Objective> Express the records in the part that opens with the line containing "Target: fallen leaf on ground" and closes with the line containing "[[[517,711],[519,708],[519,695],[511,689],[500,705]]]" as a two-column CSV with the header input_text,target_output. Give one row per record, putting its text and its answer each in a single quoted field with line breaks turned into spaces.

Records for this exercise>

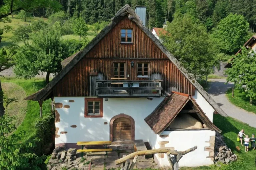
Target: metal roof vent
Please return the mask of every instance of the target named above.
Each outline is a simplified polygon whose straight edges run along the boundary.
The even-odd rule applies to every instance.
[[[140,17],[140,20],[143,23],[143,25],[146,26],[146,6],[135,6],[135,12]]]

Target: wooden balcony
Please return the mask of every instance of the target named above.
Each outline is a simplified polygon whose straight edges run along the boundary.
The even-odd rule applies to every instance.
[[[96,80],[96,96],[102,97],[153,97],[161,96],[162,80]]]

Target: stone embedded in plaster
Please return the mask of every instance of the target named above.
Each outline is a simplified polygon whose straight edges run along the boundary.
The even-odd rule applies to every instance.
[[[160,137],[169,137],[169,134],[162,134],[160,135]]]
[[[158,141],[158,143],[160,145],[164,145],[165,144],[166,144],[166,143],[169,143],[169,141]]]
[[[56,109],[60,109],[62,108],[63,105],[61,103],[56,103],[55,104],[55,108]]]
[[[55,109],[55,123],[58,123],[59,122],[60,120],[60,114],[58,112],[58,111]]]
[[[63,107],[63,108],[64,108],[65,109],[68,109],[70,107],[70,106],[69,106],[69,105],[64,105],[64,107]]]
[[[164,153],[158,153],[157,154],[158,157],[161,158],[164,158]]]
[[[58,134],[58,132],[59,131],[59,129],[60,129],[60,128],[56,128],[55,130],[55,138],[57,138],[58,137],[59,137],[60,136]]]

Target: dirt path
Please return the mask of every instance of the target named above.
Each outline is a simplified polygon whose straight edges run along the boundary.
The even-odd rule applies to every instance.
[[[221,108],[229,116],[236,119],[250,126],[256,128],[256,114],[248,112],[237,107],[229,102],[226,96],[226,92],[234,85],[229,83],[225,84],[226,79],[211,79],[210,88],[207,91]]]
[[[16,118],[14,123],[17,128],[26,115],[27,102],[24,99],[26,97],[25,92],[21,86],[13,83],[2,82],[2,86],[5,98],[12,101],[7,105],[6,113]]]

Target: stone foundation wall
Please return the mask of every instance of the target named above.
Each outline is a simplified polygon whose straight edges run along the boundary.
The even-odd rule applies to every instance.
[[[228,75],[225,74],[224,72],[228,68],[224,67],[227,64],[227,63],[220,62],[219,63],[220,65],[219,70],[218,70],[218,68],[215,66],[213,67],[213,69],[214,71],[213,74],[220,77],[227,77]]]
[[[14,73],[13,70],[13,67],[11,67],[9,69],[6,69],[6,70],[1,72],[0,75],[6,77],[12,77],[16,76],[16,75],[15,75],[15,73]],[[40,73],[39,75],[36,75],[35,77],[37,78],[43,79],[45,78],[46,76],[46,73],[44,72]],[[50,79],[52,79],[54,77],[54,75],[53,74],[50,74]]]
[[[214,145],[215,143],[215,136],[211,136],[210,137],[210,141],[206,141],[206,143],[210,143],[210,146],[204,147],[204,150],[209,152],[209,156],[207,158],[211,158],[212,161],[214,160]]]

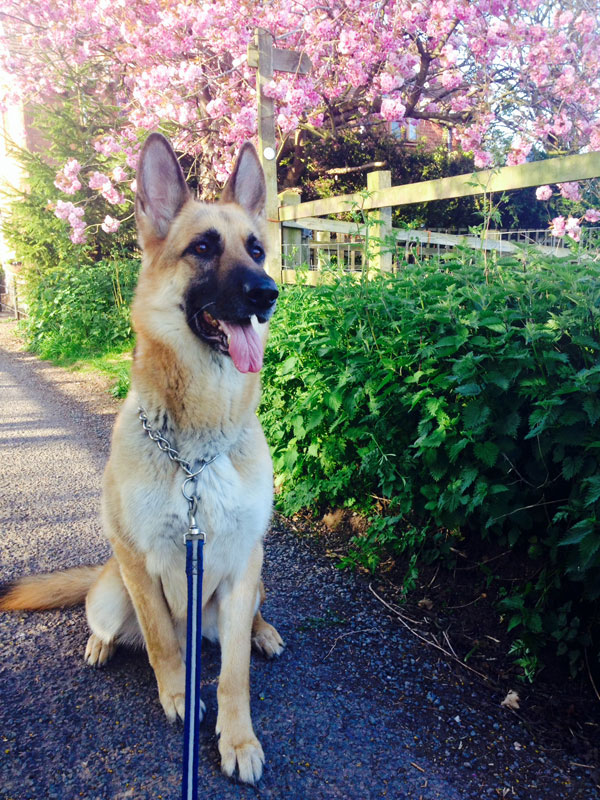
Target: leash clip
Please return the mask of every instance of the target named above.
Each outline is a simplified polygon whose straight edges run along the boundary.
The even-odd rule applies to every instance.
[[[193,502],[190,500],[190,509],[188,511],[188,529],[183,534],[184,544],[187,544],[188,542],[206,541],[206,532],[201,531],[196,523],[196,506],[197,502]]]

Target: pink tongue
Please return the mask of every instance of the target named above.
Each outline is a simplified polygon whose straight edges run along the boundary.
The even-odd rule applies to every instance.
[[[229,336],[229,355],[240,372],[259,372],[263,361],[263,343],[252,325],[237,325],[219,320]]]

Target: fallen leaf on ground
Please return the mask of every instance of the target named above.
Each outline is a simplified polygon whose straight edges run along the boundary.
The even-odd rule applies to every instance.
[[[517,711],[519,708],[519,695],[511,689],[500,705]]]

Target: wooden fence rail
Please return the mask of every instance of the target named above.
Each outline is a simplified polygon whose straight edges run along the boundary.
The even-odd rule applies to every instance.
[[[326,197],[293,206],[280,206],[280,221],[318,217],[326,214],[347,213],[353,209],[364,211],[404,206],[411,203],[427,203],[432,200],[450,200],[455,197],[504,192],[511,189],[526,189],[547,183],[566,183],[600,176],[600,153],[549,158],[515,167],[500,167],[482,170],[452,178],[391,186],[377,189],[368,196],[361,193]]]
[[[391,173],[378,171],[367,177],[369,191],[349,195],[328,197],[306,203],[293,191],[285,191],[279,195],[279,220],[282,242],[283,263],[281,272],[275,277],[285,283],[295,281],[294,268],[306,261],[311,255],[312,269],[318,270],[332,259],[346,268],[354,269],[355,264],[362,266],[366,259],[357,258],[360,243],[345,242],[346,237],[362,238],[367,236],[367,225],[344,220],[322,218],[325,215],[348,213],[349,211],[367,212],[370,228],[371,246],[369,256],[371,265],[384,269],[392,269],[392,250],[389,245],[376,243],[394,240],[404,243],[408,250],[414,245],[419,247],[420,255],[439,253],[442,249],[465,245],[468,247],[494,250],[500,253],[514,253],[519,247],[489,231],[485,238],[472,235],[457,236],[435,231],[417,231],[397,229],[391,226],[391,209],[393,206],[411,203],[430,202],[432,200],[449,200],[469,195],[491,194],[492,192],[509,191],[546,183],[566,183],[600,176],[600,153],[553,158],[531,164],[520,164],[514,167],[501,167],[495,170],[483,170],[451,178],[440,178],[433,181],[390,186]],[[308,244],[307,232],[317,234],[317,243]],[[337,239],[330,242],[330,235]],[[374,246],[375,245],[375,246]],[[566,256],[570,250],[558,244],[545,245],[532,243],[537,250],[557,256]],[[364,251],[364,246],[363,246]],[[318,282],[318,275],[309,275],[310,283]]]

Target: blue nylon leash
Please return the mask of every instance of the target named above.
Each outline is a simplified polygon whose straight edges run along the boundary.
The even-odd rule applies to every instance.
[[[198,529],[196,511],[198,510],[198,494],[196,482],[204,469],[219,457],[196,462],[198,469],[194,471],[189,461],[171,445],[159,431],[152,428],[145,409],[138,408],[138,417],[144,432],[156,444],[159,450],[166,453],[186,474],[181,492],[188,504],[188,529],[183,535],[185,544],[185,571],[187,574],[187,636],[185,655],[185,723],[183,731],[183,779],[182,800],[198,798],[198,749],[200,744],[200,672],[202,666],[202,573],[204,571],[204,542],[206,534]],[[191,484],[191,491],[188,485]],[[193,488],[192,488],[193,487]]]
[[[198,494],[196,481],[205,467],[203,461],[196,472],[189,471],[181,491],[188,501],[188,529],[183,536],[185,543],[185,571],[187,574],[187,635],[185,648],[185,722],[183,729],[183,777],[182,800],[198,798],[198,750],[200,745],[200,683],[202,669],[202,575],[204,572],[204,542],[206,533],[196,523]],[[194,489],[187,491],[188,484]]]
[[[193,517],[192,517],[193,520]],[[205,534],[193,527],[184,536],[188,586],[187,645],[185,656],[185,725],[183,733],[182,800],[198,797],[200,678],[202,667],[202,573]]]

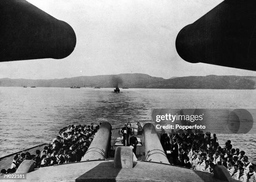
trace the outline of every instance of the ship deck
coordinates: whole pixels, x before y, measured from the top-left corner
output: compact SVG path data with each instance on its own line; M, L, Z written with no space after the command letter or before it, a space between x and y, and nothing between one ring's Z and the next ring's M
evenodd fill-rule
M118 138L121 137L122 136L122 134L120 134L120 131L122 128L113 128L111 130L112 135L111 137L111 149L110 151L110 159L113 160L115 156L115 150L118 146L123 146L121 144L121 141L116 142L116 140ZM144 144L144 135L143 133L138 134L136 129L133 128L133 132L134 131L134 136L137 138L141 139L141 146L138 146L136 150L137 157L138 160L143 160L145 159L145 147ZM131 135L129 135L129 137ZM24 150L13 154L8 155L7 156L0 158L0 170L5 169L7 170L10 167L12 162L13 160L13 158L17 154L21 154L21 153L26 153L28 152L31 155L36 154L36 151L37 150L39 150L41 152L44 150L44 147L46 146L48 146L49 144L44 143L33 147L29 149Z
M26 174L27 180L69 182L223 181L213 177L212 174L170 165L143 161L145 158L144 135L138 134L136 130L134 130L135 136L141 140L141 146L138 146L136 150L138 161L133 162L132 168L114 167L115 150L118 146L123 145L120 138L122 135L120 132L120 130L119 128L112 130L111 149L110 157L107 160L83 161L35 169L34 171ZM44 146L42 145L28 151L33 154L36 150L43 148ZM0 166L3 166L5 164L10 166L15 154L10 155L5 159L3 157L0 161ZM3 177L0 176L0 181L3 179Z
M110 159L114 160L115 156L115 150L118 146L123 146L121 145L121 141L116 142L118 138L122 136L122 134L120 132L122 128L114 128L112 130L112 135L111 137L111 150L110 151ZM136 149L136 157L138 160L144 160L145 159L145 146L144 142L144 135L143 133L138 133L137 130L134 128L132 129L132 132L133 132L134 136L137 138L138 140L141 140L141 142L139 142ZM131 133L128 136L129 138L131 136Z

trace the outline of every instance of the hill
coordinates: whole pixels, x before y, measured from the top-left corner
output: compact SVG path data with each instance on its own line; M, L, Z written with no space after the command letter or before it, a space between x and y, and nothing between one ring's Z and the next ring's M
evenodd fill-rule
M0 79L1 87L120 87L203 89L255 89L256 77L241 76L189 76L165 79L148 75L134 73L80 76L49 80Z

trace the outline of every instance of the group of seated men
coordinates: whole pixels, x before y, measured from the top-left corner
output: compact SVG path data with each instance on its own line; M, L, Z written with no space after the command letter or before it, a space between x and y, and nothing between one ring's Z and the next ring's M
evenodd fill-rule
M243 151L233 148L230 140L225 146L219 145L215 134L168 134L161 136L166 151L170 150L171 164L213 173L217 165L225 166L233 179L256 182L254 167Z
M70 125L64 127L51 142L44 147L43 151L36 150L35 155L31 155L28 152L16 154L10 167L7 170L2 169L1 174L15 172L20 165L26 160L32 160L35 168L80 161L101 124L95 128L93 123L88 126Z

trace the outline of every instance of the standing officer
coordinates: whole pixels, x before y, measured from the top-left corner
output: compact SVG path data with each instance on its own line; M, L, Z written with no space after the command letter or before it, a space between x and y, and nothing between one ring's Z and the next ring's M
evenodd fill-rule
M133 147L133 152L135 155L135 156L137 157L137 156L136 155L136 147L137 147L137 145L138 145L138 140L137 140L137 138L134 137L134 134L133 133L132 134L132 136L131 138L130 138L130 140L129 140L129 143L130 143L130 145Z

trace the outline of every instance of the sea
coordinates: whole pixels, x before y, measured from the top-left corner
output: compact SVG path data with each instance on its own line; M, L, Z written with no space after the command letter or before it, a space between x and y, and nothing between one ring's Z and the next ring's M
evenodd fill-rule
M0 157L44 143L69 125L152 122L162 108L256 108L256 90L0 87ZM253 125L255 130L255 125ZM217 134L256 164L256 132Z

The reply>
input_text,target_output
"Target: fallen leaf on ground Please return the mask of every instance of the target named above. Each outline is a simplified polygon whose straight edges run along the boundary. The even-odd rule applies to every instance.","[[[517,711],[519,708],[519,695],[511,689],[500,705]]]"